*THE PROBLEM:* The records below must be output exactly, with no images carried over.

*INFORMATION PROVIDED:*

- Opening Delimiter -

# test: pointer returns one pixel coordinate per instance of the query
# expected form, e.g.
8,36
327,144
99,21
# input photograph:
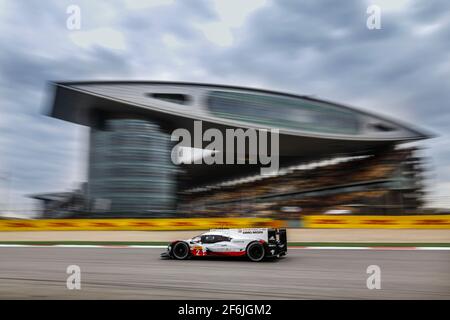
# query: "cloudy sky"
309,47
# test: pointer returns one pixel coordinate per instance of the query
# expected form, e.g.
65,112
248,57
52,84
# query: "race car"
254,243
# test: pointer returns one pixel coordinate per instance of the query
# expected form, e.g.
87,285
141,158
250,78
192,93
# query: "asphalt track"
136,273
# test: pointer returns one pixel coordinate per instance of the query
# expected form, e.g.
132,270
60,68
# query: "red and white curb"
163,247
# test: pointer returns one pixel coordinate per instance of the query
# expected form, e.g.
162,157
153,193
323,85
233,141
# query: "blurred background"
400,71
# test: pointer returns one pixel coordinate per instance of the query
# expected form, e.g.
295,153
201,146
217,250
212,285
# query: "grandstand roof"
310,128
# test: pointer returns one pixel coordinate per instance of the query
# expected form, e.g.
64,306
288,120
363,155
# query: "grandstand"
333,158
385,183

- Closing Delimiter -

*WRITTEN RESPONSE:*
# test: pointer returns one pixel coordinate per instance of the query
# expected form, e.g.
8,36
327,144
99,21
# input photograph:
# query: "cloudy sky"
309,47
# test: pointer returns one pixel coordinate per instance of the query
# expected form, e.g.
65,112
248,57
52,84
# query: "race car"
254,243
# test: pointer returns one pixel coordinate per instance of the query
# expected form, e.g.
87,285
141,158
250,78
192,93
# query: "asphalt track"
136,273
# test: pointer returns one pixel coordinate per instance of the query
# expected form, e.g.
132,270
60,68
# query: "red and white curb"
163,247
# test: pointer returns one pixel coordinate per instance of the query
# expected form, e.g.
162,157
153,193
323,85
233,141
# query: "blurred background"
400,71
# test: pointer returns one pixel coordinate per instance of the query
# expected form, e.g.
295,153
201,146
217,250
212,285
# query: "grandstand roof"
310,128
# test: pointer returns one pixel coordinate per instance of the query
# expected form, e.g.
64,306
288,120
363,155
# query: "grandstand"
333,158
385,183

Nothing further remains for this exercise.